MEXICO CITY: Mexican breadmaker Bimbo’s first quarter net profit fell by about 42% from a year earlier, the company says, citing foreign exchange effects stemming from a strong peso and weaker spending in its North American markets.
Earnings per share hit 0.54 peso, below the 0.73 peso expected from analysts polled by LSEG.
The company, which sells cakes, cookies and tortillas across some 35 countries, trimmed its outlook for adjusted core earnings growth this year to low-single digits from mid-single digits, chief finance officer Diego Gaxiola said on a conference call after the quarterly results were released.
Analysts had expected earnings before interest, taxes, depreciation and amortisation (ebitda) to grow by 6.7% this year, according to LSEG estimates.
Following the results, JPMorgan Chase & Co downgraded Bimbo’s stock to “underweight” from “neutral”, citing weaker-than-expected financials and limited visibility on profitability going forward.
“We believe there is high risk of guidance to be revised downwards,” the bank said in its research note.
Profits during the first three months of the year came in at 2.4 billion pesos, according to a company filing.
Revenues, meanwhile, shrank 6% to 93.2 billion pesos, missing the LSEG estimate of 95.95 billion pesos.

**Listed records**
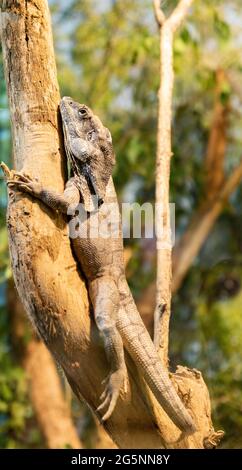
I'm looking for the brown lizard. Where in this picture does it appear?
[3,97,196,433]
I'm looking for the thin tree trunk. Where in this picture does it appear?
[154,0,193,366]
[137,66,242,322]
[7,281,82,449]
[1,0,219,448]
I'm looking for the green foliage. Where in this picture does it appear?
[0,308,32,448]
[0,0,242,447]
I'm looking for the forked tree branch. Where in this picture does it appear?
[153,0,166,26]
[167,0,194,32]
[154,0,192,366]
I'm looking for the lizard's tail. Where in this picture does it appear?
[117,299,196,434]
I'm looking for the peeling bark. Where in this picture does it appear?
[1,0,220,448]
[7,281,82,449]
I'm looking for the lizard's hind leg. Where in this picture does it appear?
[89,276,127,421]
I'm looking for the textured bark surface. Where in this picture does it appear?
[7,281,82,449]
[1,0,219,448]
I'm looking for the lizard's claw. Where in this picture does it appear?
[0,162,14,181]
[97,369,126,421]
[7,175,42,197]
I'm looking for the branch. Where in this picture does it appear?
[1,0,216,449]
[1,0,166,448]
[153,0,166,26]
[167,0,193,32]
[7,280,83,449]
[172,160,242,292]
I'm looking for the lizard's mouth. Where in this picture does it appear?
[82,164,103,206]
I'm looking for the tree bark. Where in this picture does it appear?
[1,0,219,448]
[7,280,82,449]
[137,70,242,320]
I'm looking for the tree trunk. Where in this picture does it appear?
[7,281,82,449]
[1,0,219,448]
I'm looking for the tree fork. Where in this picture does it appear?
[1,0,221,448]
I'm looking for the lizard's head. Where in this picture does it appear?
[60,96,115,210]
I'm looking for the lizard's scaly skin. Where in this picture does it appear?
[6,97,196,433]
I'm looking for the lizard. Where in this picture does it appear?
[2,97,196,434]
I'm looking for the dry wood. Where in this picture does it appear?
[1,0,221,448]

**Written tasks**
[A] In the article on Bimbo's first-quarter results, what rating did JPMorgan give Bimbo's stock after the downgrade?
[B] In the Bimbo earnings article, shorten the paragraph that begins "The company, which sells cakes" and keep its main facts.
[C] From the Bimbo earnings article, quote everything from "The company, which" down to "results were released.".

**Complete answers**
[A] Underweight, down from neutral.

[B] Bimbo sells cakes, cookies and tortillas in about 35 countries. On a conference call after the results, chief finance officer Diego Gaxiola said it had lowered its forecast for adjusted core earnings growth this year from mid-single digits to low-single digits.

[C]
The company, which sells cakes, cookies and tortillas across some 35 countries, trimmed its outlook for adjusted core earnings growth this year to low-single digits from mid-single digits, chief finance officer Diego Gaxiola said on a conference call after the quarterly results were released.